Thrombus formation can also cause problems away from the initial site of vascular disruption. Clumps of aggregated platelets and thrombus may embolize and travel down the narrowing, bifurcating blood vessels into the microvasculature (Fig. 6). These small emboli become lodged in the microvessels, blocking the distal vasculature at the capillary bed, and preventing blood from passing.

Embolization

Figure 6. Embolization

As with primary thrombi, this may produce ischemia, although to a more limited extent, with similarly damaging consequences for the patient. The potential challenge with thrombus emboli is a little different from thrombus that forms at the site of plaque rupture. The challenge here is that the distal beds can be blocked if there is a large enough shower of emboli downstream. This causes ischemia and can cause the angiographic phenomenon of “no reflow”. This causes blood upstream to take the path of least resistance down another artery and the area of tissue fed by the blood vessel with no reflow continues in its ischemic state. This can cause symptoms, electrocardiogram (EKG) changes, necrosis, and sometimes the patient becomes hemodynamically unstable.

Another possibility, and this is probably the most common circumstance, is that the many showers of emboli have gone downstream and the interventionalist is unaware of the situation because there are virtually no symptoms, the emboli are not visible, and the consequence of embolization is NOT to the procedure, but to the patient who may leave the cath lab with microvascular occlusion and elevated cardiac enzymes. These elevated enzymes are indicative of myocardial necrosis due to ischemia. Often, the interventionalist is unaware of elevated cardiac enzymes because they are not usually drawn post-procedure, and procedural success is usually defined visually at the end of the case.
########
> **PROBLEM 1**
Answer from the embolization text:
(a) Where do the small emboli become lodged?
(b) What angiographic phenomenon can a large enough shower of emboli cause?
(c) Why is the interventionalist often unaware of elevated cardiac enzymes?
> **PROBLEM 2**
Reproduce the embolization text from "As with primary" to "becomes hemodynamically unstable.".
The records come from a source unrelated to the embolization text.

> **DATASET EXCERPTS**
########
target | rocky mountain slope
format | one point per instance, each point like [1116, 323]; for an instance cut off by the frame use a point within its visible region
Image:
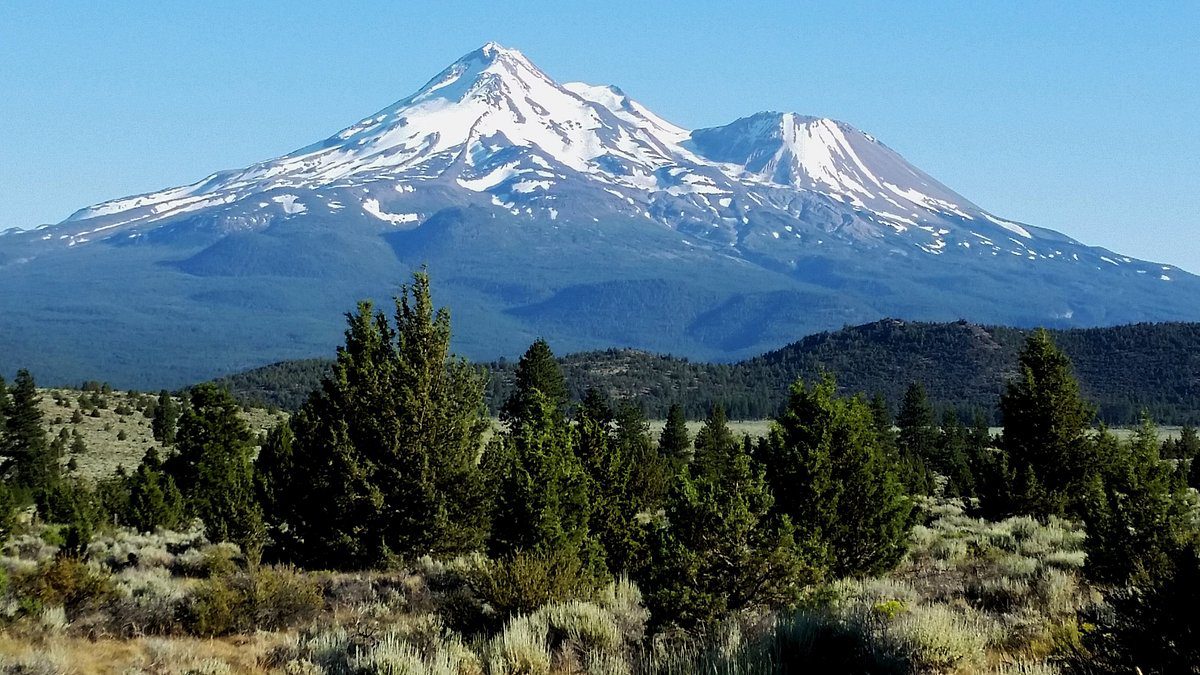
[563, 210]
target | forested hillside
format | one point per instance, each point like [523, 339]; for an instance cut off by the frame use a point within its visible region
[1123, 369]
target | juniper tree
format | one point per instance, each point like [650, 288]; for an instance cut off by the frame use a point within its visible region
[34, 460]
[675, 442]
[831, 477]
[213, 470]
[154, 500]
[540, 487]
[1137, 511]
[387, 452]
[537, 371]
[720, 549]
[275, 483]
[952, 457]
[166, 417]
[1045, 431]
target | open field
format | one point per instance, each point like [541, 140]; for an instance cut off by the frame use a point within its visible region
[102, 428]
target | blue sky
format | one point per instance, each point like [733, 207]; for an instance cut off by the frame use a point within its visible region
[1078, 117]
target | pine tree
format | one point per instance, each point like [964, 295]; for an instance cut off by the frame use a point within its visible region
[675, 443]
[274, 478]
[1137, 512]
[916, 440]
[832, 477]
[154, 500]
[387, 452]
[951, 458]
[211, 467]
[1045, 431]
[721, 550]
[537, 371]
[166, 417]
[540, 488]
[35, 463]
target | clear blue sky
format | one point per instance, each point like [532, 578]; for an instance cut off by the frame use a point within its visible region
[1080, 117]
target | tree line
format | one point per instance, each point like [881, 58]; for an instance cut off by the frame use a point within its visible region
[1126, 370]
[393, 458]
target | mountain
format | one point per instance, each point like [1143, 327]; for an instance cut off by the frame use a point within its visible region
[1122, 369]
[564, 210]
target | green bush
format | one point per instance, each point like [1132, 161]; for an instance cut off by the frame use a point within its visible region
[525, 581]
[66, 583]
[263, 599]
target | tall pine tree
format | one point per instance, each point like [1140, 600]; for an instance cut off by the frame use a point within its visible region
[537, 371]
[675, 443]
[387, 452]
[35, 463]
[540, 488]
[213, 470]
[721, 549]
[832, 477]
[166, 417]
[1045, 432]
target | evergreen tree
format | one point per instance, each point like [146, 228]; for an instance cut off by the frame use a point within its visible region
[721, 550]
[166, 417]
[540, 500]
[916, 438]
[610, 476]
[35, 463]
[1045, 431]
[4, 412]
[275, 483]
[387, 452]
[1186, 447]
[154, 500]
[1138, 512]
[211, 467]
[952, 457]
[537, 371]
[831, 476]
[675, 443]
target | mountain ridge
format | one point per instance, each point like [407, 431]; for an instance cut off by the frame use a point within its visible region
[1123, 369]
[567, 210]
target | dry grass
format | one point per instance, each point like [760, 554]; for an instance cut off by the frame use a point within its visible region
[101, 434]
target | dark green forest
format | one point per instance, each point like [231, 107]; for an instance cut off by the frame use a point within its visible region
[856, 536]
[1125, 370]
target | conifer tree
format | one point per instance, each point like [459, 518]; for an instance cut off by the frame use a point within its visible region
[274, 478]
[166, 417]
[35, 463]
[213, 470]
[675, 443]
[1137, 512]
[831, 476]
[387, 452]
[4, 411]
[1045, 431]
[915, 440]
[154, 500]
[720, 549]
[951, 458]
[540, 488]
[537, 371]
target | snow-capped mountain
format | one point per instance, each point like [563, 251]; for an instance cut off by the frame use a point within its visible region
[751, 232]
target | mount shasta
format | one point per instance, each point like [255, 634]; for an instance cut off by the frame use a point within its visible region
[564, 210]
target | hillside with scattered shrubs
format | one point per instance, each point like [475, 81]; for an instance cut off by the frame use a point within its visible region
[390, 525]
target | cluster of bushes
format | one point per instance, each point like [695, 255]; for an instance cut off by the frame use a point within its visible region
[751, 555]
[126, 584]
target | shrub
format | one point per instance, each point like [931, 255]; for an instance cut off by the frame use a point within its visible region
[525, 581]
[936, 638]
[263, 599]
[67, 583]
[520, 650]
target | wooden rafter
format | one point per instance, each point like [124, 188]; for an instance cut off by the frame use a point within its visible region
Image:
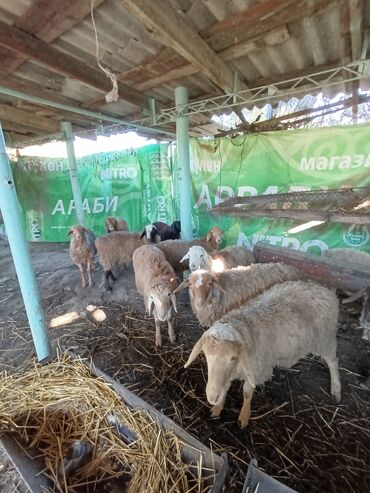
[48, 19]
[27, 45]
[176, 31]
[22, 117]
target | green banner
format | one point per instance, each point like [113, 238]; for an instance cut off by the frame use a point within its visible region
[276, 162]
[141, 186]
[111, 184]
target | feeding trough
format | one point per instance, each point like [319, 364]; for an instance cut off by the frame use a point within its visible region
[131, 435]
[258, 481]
########
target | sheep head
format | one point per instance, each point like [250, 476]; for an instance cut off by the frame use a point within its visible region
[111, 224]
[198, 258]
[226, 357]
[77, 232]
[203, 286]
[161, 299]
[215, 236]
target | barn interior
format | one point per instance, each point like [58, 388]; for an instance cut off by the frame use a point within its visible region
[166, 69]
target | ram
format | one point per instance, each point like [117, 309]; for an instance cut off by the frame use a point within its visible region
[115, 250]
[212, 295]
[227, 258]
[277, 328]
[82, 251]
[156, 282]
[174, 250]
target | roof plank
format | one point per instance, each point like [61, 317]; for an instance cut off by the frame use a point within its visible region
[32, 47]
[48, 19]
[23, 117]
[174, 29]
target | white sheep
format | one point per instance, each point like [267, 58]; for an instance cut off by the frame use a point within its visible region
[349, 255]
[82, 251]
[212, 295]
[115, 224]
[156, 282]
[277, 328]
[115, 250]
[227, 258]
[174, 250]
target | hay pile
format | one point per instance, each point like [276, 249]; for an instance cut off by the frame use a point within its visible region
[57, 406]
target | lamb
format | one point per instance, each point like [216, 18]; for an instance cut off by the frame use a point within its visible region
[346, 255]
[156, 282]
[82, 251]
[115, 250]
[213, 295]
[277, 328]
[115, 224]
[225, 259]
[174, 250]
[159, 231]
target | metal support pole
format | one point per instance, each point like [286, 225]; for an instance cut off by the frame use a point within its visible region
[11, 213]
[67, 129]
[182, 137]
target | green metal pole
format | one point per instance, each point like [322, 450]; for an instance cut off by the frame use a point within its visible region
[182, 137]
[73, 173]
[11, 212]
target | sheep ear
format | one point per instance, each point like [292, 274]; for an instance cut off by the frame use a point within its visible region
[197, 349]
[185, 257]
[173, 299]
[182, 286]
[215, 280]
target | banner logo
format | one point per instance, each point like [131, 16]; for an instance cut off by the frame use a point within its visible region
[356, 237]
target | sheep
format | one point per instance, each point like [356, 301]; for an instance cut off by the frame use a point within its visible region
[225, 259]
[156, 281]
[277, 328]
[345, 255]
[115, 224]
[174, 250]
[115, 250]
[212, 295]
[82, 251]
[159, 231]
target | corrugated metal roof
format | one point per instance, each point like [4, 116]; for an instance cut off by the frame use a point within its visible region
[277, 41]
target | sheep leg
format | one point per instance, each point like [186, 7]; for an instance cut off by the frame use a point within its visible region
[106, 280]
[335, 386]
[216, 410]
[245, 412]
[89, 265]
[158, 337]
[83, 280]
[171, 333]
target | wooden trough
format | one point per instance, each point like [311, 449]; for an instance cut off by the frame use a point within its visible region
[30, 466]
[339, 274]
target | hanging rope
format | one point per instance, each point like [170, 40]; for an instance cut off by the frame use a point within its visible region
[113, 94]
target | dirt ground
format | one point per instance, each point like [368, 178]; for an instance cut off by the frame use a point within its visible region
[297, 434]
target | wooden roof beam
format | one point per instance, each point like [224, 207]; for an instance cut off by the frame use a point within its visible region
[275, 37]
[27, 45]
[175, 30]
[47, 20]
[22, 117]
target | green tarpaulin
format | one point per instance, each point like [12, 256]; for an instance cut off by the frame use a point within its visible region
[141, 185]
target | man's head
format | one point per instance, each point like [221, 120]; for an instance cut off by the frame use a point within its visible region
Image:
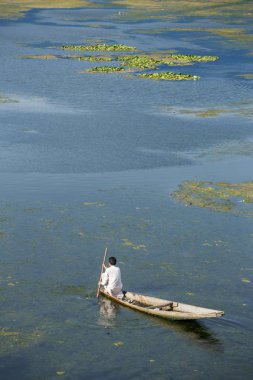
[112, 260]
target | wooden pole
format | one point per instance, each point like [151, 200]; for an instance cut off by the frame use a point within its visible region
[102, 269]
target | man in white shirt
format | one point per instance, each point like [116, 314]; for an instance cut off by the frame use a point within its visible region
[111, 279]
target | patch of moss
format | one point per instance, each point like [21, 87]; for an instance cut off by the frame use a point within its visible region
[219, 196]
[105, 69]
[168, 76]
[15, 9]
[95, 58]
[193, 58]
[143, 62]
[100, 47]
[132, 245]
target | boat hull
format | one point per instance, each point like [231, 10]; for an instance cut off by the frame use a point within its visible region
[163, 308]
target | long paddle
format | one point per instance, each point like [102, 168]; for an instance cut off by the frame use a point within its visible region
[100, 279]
########
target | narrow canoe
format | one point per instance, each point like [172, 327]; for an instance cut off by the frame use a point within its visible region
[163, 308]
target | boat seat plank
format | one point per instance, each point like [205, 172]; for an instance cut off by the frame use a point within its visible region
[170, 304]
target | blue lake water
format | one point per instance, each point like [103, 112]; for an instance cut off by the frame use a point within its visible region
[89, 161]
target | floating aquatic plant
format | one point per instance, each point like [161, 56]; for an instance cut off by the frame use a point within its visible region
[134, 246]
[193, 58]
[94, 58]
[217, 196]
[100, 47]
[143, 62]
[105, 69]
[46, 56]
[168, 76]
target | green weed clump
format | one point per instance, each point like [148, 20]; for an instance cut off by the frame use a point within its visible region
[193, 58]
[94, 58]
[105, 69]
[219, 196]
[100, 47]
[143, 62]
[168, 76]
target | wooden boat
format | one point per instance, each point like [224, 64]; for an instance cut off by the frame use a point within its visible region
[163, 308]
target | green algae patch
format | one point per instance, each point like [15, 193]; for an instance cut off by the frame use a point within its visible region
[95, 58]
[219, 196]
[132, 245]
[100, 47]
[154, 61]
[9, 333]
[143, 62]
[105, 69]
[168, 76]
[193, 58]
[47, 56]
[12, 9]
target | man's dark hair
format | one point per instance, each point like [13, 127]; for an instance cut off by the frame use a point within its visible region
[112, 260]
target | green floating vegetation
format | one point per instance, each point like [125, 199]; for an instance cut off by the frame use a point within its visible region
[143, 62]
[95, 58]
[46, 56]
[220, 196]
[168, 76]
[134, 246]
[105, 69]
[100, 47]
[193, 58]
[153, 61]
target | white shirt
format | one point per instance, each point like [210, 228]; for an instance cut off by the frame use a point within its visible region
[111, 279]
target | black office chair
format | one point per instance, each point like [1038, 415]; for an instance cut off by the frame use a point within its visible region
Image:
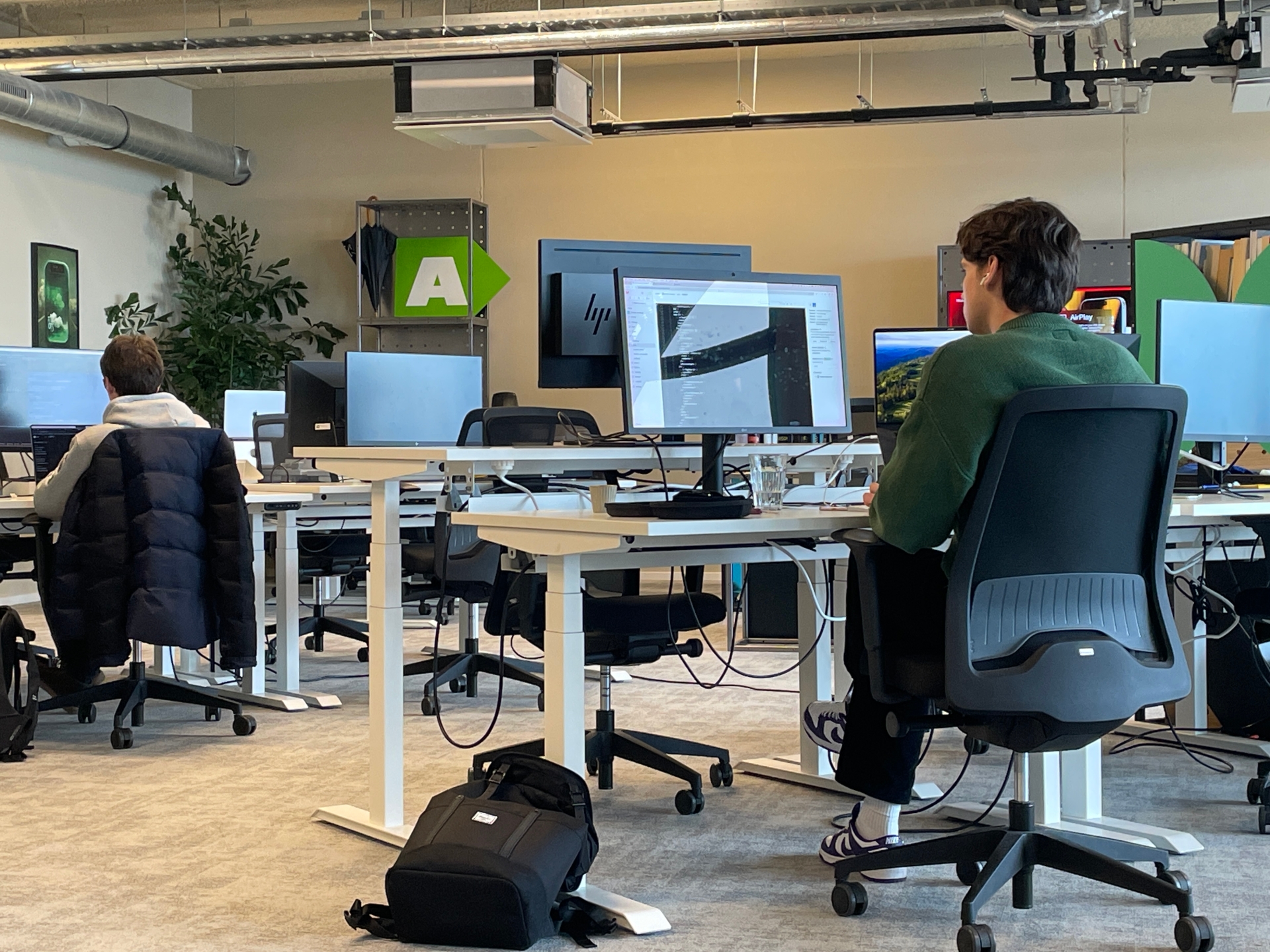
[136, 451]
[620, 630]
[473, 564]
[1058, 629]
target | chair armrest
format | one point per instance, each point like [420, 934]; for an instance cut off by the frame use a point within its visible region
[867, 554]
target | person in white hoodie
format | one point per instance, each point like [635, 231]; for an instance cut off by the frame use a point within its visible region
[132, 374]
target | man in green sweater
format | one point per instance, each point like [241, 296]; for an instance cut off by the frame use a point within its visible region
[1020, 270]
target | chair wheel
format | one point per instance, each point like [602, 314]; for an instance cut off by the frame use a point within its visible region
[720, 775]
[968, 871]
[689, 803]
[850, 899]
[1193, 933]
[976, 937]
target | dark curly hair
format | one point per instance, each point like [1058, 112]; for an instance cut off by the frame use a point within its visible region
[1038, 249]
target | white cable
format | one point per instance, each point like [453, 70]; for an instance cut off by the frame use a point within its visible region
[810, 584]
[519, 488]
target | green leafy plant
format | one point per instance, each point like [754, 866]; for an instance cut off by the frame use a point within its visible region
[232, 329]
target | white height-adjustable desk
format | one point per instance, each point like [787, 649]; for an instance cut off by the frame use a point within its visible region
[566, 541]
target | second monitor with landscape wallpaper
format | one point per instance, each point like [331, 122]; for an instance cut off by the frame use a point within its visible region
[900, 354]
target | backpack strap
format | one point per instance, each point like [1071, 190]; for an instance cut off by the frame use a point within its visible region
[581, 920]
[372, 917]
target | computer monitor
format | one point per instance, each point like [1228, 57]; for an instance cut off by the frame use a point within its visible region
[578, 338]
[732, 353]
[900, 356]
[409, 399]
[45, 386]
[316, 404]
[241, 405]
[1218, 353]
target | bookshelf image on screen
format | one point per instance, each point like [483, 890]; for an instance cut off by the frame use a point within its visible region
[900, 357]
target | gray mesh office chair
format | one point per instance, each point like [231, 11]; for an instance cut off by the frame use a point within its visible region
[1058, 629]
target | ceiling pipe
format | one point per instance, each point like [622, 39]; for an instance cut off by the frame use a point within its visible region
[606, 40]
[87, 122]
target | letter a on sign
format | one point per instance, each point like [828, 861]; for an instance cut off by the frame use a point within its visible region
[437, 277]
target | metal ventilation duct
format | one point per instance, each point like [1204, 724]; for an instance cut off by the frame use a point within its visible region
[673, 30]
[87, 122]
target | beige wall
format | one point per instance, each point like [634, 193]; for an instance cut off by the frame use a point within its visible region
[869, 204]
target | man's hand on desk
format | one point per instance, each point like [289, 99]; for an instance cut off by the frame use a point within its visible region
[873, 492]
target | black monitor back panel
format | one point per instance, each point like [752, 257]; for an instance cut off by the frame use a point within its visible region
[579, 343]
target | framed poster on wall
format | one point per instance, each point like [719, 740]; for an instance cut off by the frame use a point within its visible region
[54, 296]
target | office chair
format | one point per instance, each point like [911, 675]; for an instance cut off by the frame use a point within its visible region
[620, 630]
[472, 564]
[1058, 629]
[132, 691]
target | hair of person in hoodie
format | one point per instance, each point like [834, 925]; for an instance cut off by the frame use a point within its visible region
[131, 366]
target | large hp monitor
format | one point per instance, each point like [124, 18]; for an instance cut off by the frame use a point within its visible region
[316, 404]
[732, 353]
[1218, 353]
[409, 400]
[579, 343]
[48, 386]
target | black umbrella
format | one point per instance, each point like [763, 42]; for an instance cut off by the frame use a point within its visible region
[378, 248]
########
> **WRITTEN REPLY 1**
(a) In the microvessels, where they block the distal vasculature at the capillary bed.
(b) "No reflow."
(c) The enzymes are not usually drawn post-procedure.

> **WRITTEN REPLY 2**
As with primary thrombi, this may produce ischemia, although to a more limited extent, with similarly damaging consequences for the patient. The potential challenge with thrombus emboli is a little different from thrombus that forms at the site of plaque rupture. The challenge here is that the distal beds can be blocked if there is a large enough shower of emboli downstream. This causes ischemia and can cause the angiographic phenomenon of “no reflow”. This causes blood upstream to take the path of least resistance down another artery and the area of tissue fed by the blood vessel with no reflow continues in its ischemic state. This can cause symptoms, electrocardiogram (EKG) changes, necrosis, and sometimes the patient becomes hemodynamically unstable.